(Beginning of Extracted records)

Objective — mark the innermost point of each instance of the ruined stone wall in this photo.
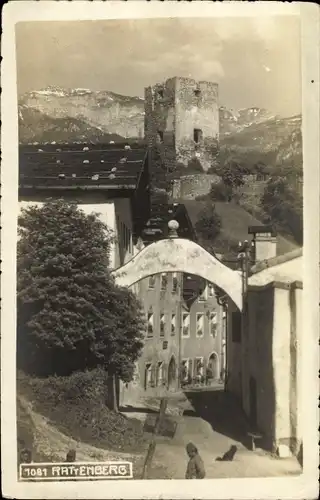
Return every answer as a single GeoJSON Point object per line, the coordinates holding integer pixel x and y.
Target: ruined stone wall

(End of Extracted records)
(Beginning of Extracted records)

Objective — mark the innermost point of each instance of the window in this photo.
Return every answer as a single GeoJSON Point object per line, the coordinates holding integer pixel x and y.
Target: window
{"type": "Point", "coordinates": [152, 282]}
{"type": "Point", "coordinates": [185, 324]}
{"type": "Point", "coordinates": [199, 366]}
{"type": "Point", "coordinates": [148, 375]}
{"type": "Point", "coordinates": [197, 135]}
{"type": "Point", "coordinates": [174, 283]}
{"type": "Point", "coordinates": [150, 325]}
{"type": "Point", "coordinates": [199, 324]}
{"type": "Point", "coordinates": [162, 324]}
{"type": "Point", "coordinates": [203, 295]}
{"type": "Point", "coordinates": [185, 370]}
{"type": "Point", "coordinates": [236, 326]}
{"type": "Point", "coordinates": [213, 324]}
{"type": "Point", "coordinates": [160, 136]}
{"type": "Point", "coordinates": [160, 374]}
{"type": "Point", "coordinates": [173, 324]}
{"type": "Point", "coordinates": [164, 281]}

(End of Extracted records)
(Beginning of Extracted records)

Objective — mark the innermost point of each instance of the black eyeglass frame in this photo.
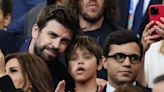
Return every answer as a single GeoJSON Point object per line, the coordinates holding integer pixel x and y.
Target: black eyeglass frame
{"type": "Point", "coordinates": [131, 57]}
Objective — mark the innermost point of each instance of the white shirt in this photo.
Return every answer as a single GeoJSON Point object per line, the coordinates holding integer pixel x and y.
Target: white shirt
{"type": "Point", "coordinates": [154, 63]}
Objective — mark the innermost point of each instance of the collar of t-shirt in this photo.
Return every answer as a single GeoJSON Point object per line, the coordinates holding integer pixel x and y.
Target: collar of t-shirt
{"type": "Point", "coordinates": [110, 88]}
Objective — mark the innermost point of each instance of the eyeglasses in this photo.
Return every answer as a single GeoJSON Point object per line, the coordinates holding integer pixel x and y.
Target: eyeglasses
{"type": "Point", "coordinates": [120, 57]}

(End of Extracted records)

What this task involves: The answer should be a single number: how many lines in the records contain "photo".

Solution: 6